• Task data:
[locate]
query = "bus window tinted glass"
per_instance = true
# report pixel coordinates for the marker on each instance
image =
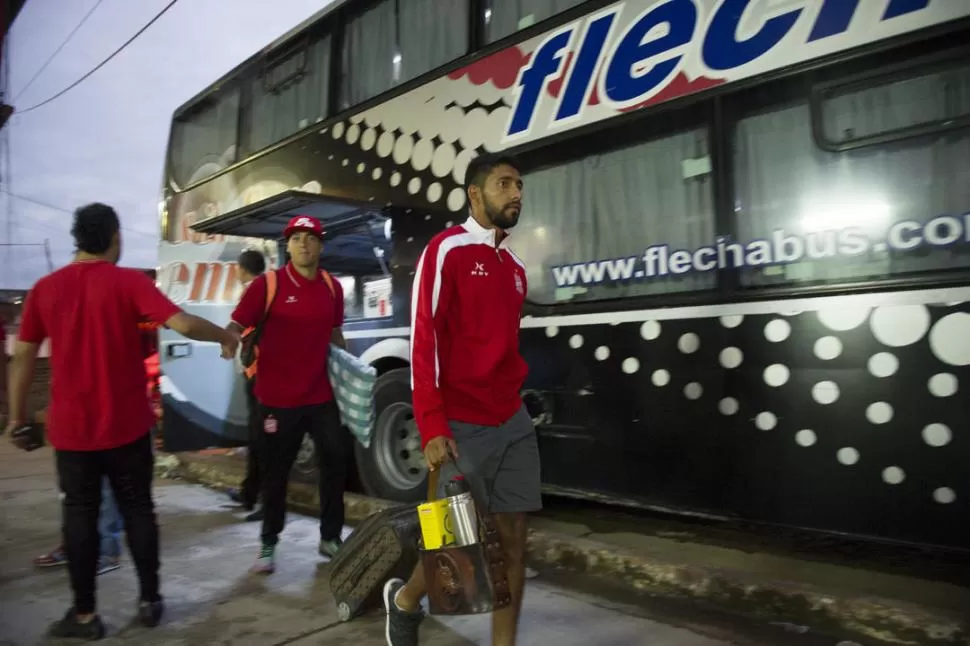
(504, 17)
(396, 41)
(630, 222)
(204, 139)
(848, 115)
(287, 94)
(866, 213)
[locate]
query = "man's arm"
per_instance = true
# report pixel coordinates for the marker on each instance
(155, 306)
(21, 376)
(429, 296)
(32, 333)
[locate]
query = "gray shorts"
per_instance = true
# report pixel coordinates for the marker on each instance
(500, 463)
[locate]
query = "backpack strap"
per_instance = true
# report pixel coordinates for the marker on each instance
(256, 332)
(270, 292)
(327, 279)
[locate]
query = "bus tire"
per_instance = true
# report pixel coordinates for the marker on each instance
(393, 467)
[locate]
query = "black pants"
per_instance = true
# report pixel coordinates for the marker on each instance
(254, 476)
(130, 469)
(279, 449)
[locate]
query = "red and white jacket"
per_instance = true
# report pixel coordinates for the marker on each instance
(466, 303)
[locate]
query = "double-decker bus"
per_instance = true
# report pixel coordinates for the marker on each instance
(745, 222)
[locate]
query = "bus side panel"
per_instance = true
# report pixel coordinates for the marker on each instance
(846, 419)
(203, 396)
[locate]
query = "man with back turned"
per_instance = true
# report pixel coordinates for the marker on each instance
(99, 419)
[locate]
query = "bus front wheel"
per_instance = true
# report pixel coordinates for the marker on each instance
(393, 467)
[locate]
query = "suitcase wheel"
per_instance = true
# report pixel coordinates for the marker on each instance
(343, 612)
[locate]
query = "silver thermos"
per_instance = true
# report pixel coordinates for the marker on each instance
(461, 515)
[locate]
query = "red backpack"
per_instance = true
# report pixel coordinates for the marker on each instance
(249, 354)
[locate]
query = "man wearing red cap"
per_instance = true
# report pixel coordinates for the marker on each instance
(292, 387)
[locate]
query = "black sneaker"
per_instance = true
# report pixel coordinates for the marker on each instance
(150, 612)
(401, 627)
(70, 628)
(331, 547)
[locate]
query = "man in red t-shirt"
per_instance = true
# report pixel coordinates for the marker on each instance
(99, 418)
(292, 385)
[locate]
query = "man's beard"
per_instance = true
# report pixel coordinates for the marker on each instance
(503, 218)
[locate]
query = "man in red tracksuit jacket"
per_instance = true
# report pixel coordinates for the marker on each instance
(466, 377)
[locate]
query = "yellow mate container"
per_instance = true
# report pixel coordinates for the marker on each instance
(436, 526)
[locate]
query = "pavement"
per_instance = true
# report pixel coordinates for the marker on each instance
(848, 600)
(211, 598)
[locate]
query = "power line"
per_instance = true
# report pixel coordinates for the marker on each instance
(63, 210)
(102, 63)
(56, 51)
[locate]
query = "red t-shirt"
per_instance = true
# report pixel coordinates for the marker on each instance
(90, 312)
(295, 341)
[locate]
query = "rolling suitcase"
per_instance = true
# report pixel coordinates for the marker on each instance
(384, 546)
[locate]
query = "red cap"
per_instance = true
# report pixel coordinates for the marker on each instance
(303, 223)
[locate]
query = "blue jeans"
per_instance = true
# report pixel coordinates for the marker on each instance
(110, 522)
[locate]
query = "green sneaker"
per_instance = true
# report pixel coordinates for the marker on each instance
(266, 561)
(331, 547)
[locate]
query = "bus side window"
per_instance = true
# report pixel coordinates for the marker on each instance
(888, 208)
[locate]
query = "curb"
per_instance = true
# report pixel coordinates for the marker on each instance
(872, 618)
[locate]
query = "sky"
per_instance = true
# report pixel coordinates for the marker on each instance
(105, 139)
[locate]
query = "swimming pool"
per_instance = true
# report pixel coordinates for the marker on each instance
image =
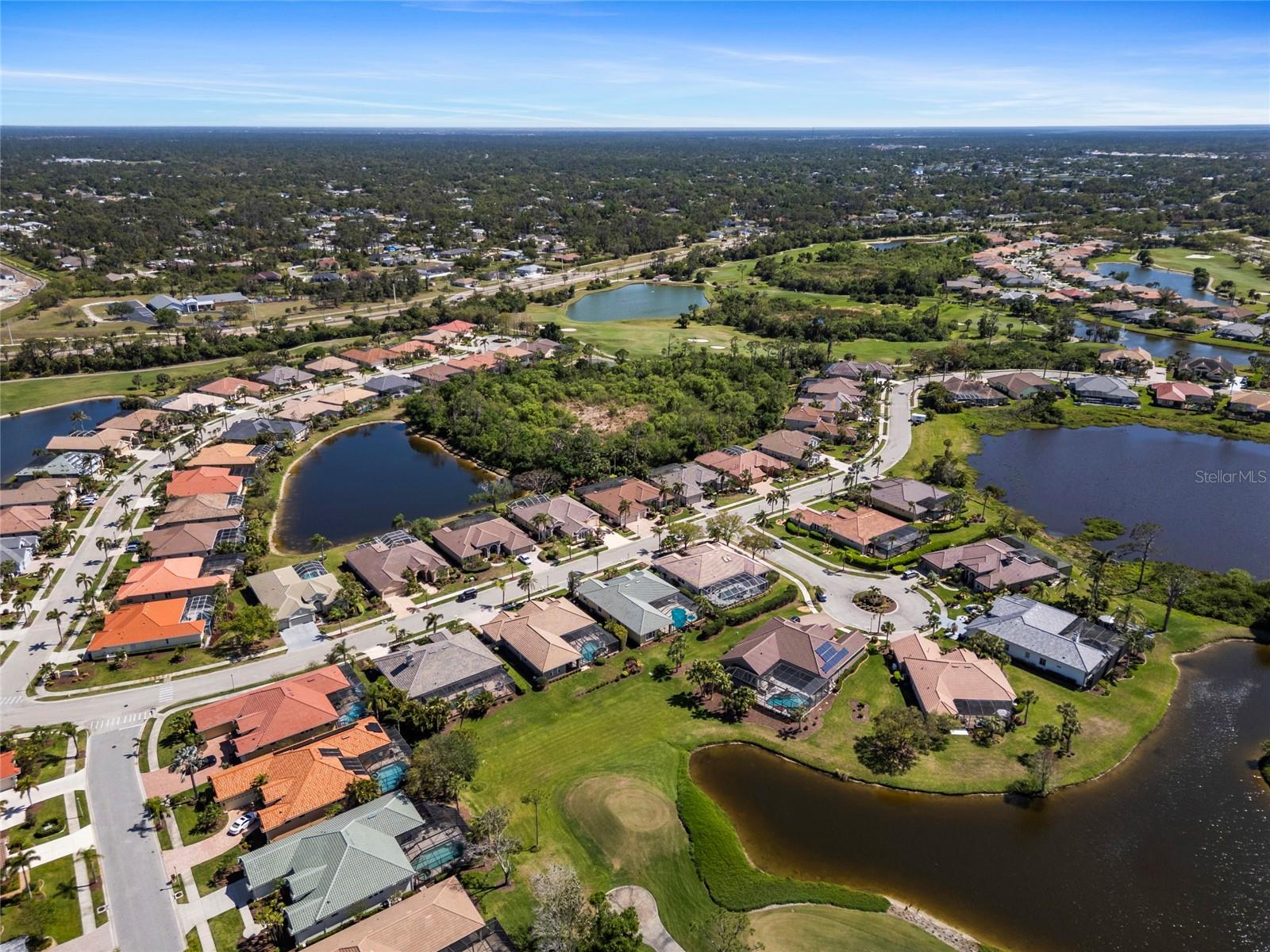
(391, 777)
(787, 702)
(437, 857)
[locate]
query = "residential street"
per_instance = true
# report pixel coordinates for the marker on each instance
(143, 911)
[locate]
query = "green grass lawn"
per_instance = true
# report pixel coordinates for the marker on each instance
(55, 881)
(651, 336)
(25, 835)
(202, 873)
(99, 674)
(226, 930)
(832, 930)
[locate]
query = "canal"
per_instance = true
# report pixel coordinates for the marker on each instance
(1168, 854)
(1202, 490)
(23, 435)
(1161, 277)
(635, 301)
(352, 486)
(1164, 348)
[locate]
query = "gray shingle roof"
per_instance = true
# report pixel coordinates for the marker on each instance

• What is needed: An exact reproduction of the material above is needed, without its pictures.

• Task result:
[locate]
query = "bus window tinted glass"
per_instance = true
# report pixel coordinates for the marker on each instance
image =
(504, 17)
(396, 41)
(630, 222)
(204, 139)
(848, 115)
(287, 94)
(866, 213)
[locate]
query = "man's arm"
per_instance = true
# report pixel coordinates for the marker on each instance
(155, 306)
(21, 376)
(429, 296)
(32, 333)
[locate]
query = "gray shorts"
per_instance = true
# report pixel coordinates for the marker on each instance
(500, 463)
[locate]
query = "backpack strap"
per_instance = true
# report pixel coordinates for the marker on each instance
(256, 332)
(270, 292)
(327, 279)
[locate]
query = "bus tire"
per_instance = true
# report pixel coordinates for the marker on each instance
(393, 467)
[locate]
query = "black pants"
per_instance = true
# report pixel coordinates for the marker on each instance
(254, 476)
(130, 469)
(279, 449)
[locate]
query = "red and white jacket"
per_instance = true
# report pixel coordinates for the marker on each instance
(466, 303)
[locate]
query = "double-decker bus"
per_instance = true
# report pixel coordinates for the marker on each instance
(745, 222)
[locate]
query = "bus side panel"
per_instance = true
# report pixel coordinates for the marker on each instance
(846, 419)
(203, 396)
[locate]
query = "man with back turned"
per_instance = true
# report pixel coordinates for the marker on each instance
(99, 419)
[locate]
query = "bus front wheel"
per_instance = true
# report pixel coordinates for the marker on each instance
(393, 467)
[locate]
query = "suitcase wheel"
per_instance = true
# report pixel coordinates for the marker on each instance
(343, 612)
[locate]
query = "silver thermos"
per_instance = true
# report pixel coordinates for the marker on each instance
(461, 515)
[locate]
query = "red backpack"
per_instance = true
# report pixel coordinates for the marker on each instance
(249, 354)
[locate]
query = "man wearing red cap"
per_instance = true
# report pixel coordinates for the marker on each instance
(292, 387)
[locate]
query = "black sneaker"
per_instance = true
# report pixel coordinates for the marker on each instance
(150, 612)
(401, 627)
(70, 628)
(331, 547)
[locate]
query = "man in red t-shirt"
per_instance = true
# report pixel coordinates for the marker on each instance
(99, 418)
(292, 385)
[locate]
query = "man's beard"
per_instance = true
# report pixel coordinates for the marker on each instance
(503, 218)
[locate]
query = "man in red tracksuit jacket"
per_instance = true
# report pixel coordinates for the marker on each instance
(466, 377)
[locate]
query = "yellow mate container"
per_instance = true
# report pixel coordinates for the marker on each instance
(436, 526)
[locate]
query = "pavement"
per_instance = true
# report pixel coordinates for the marker on each instance
(848, 600)
(211, 598)
[locate]
query = "power line"
per_instance = true
# report pixel coordinates for the marker on each instance
(63, 210)
(102, 63)
(56, 51)
[locate]
query = "red t-shirt"
per_instance = true
# report pixel coordinates for the marker on each instance
(90, 312)
(295, 341)
[locate]
query = "rolling suitcase"
per_instance = true
# report pixel coordinates for the marker on each instance
(384, 546)
[locate]
query = "red cap"
per_instance = true
# report pixel coordinates for the marker on each instance
(303, 223)
[locate]
query = "blue jeans"
per_instance = true
# report pixel coordinates for the marker on each instance
(110, 522)
[locate]
query = "green sneaker"
per_instance = true
# report pixel coordinates for the marker on each instance
(266, 561)
(331, 547)
[locate]
query = "bus side window"
per_instance = true
# report pixel coordinates for the marker on each instance
(888, 208)
[locate]
query = "curb"
per_instance = true
# report pixel coordinates for the marker on each instance
(872, 618)
[locate]
query = "sky"
per_instance = true
# report pixel coordinates for the marker on each instance
(105, 139)
[locate]
query = "swimming pool"
per_instance = true
# report pixel coordinates for the marker on each instance
image =
(391, 777)
(787, 702)
(437, 857)
[locate]
query = "residential street"
per_instance = true
# report pixel coordinates for the marker on each instance
(143, 911)
[locate]
query = "green grass lawn"
per_instance = true
# report pixel coordinates for the marker on each instance
(55, 881)
(651, 336)
(25, 835)
(202, 873)
(99, 674)
(226, 930)
(832, 930)
[locate]
query = "canal"
per_instance = true
# report pixel coordinates for the marker on each instance
(1168, 854)
(1202, 490)
(23, 435)
(1161, 277)
(635, 301)
(352, 486)
(1164, 348)
[locate]
query = "gray shingle roof"
per_instance = true
# report pixel coordinates for the marker on each instance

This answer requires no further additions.